BRIEF:
Update these lines so that "green leaf" becomes "weed seedling" and every other part stays the same.

MATERIAL TO PROCESS:
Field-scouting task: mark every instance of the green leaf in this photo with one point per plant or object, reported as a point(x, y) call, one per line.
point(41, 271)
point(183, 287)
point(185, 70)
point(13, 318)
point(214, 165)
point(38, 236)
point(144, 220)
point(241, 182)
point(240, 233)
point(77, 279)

TASK OUTPUT:
Field-scouting task: mark every instance of the weed seedling in this photo with one point per plant or object, reported as a point(x, y) call, one per line.
point(41, 271)
point(183, 287)
point(185, 70)
point(13, 318)
point(214, 165)
point(38, 236)
point(144, 220)
point(241, 182)
point(240, 233)
point(77, 279)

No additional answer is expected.